Excerpts of labeled region data:

☆ ☆ ☆ ☆ ☆ ☆ ☆

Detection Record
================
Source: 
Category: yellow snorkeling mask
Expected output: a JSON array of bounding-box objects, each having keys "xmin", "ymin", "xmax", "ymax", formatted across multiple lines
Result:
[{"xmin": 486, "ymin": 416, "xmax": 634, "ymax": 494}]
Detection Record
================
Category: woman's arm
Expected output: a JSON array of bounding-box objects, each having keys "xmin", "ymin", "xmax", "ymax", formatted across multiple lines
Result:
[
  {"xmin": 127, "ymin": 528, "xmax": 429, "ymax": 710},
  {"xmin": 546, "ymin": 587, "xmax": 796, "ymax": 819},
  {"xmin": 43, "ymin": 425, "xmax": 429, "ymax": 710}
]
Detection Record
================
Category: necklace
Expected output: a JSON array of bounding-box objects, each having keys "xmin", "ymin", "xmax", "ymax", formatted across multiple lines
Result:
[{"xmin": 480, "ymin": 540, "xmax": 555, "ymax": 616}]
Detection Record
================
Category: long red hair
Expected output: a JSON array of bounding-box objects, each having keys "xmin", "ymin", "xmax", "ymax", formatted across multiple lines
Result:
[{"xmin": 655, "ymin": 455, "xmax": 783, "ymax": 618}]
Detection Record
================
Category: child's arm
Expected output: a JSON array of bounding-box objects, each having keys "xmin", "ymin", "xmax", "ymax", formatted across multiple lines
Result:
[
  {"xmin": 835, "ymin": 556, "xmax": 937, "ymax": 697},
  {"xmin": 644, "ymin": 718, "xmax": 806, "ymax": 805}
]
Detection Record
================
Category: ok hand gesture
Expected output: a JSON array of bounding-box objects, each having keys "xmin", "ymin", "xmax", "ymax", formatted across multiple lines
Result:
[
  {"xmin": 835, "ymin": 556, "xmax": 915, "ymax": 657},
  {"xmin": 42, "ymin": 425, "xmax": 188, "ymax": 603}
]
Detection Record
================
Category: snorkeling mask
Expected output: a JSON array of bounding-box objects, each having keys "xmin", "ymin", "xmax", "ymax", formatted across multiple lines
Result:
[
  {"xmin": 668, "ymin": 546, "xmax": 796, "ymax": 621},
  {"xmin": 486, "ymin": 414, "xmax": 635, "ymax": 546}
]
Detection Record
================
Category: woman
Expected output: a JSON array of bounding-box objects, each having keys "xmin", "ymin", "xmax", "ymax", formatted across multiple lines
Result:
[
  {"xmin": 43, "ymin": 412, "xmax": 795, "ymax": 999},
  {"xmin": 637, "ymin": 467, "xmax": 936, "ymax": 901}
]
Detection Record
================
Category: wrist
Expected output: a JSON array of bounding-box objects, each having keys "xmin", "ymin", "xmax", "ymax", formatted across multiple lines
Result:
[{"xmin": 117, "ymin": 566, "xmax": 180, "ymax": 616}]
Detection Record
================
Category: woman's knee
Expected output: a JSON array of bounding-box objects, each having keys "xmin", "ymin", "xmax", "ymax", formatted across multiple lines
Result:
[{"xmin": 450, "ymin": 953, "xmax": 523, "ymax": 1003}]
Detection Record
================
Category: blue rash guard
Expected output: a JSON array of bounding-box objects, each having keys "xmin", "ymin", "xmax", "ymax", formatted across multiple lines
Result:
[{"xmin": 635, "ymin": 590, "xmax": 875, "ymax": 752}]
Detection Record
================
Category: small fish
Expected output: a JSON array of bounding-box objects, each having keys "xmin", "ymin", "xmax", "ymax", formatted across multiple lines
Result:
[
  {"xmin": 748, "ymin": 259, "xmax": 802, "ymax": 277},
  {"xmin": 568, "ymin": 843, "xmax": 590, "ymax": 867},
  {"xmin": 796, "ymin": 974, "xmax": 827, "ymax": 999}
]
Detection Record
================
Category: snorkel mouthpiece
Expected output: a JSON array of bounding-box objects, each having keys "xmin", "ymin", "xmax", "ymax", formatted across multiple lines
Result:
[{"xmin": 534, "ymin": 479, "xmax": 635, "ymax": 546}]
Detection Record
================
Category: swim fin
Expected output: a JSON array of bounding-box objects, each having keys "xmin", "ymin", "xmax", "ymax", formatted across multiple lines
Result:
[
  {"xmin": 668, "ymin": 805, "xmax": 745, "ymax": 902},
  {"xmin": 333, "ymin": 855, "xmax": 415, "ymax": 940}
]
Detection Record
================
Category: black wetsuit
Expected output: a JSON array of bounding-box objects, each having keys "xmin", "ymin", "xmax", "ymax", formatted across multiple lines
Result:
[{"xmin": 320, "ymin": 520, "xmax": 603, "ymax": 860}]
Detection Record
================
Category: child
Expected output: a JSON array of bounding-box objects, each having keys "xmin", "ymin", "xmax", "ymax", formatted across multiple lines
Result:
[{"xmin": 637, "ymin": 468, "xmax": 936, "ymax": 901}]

☆ ☆ ☆ ☆ ☆ ☆ ☆

** YOUR INSTRUCTIONS **
Please pull out every line of the records above that contains the word "mask".

** THE REPLY **
Category: yellow snorkeling mask
Category: snorkeling mask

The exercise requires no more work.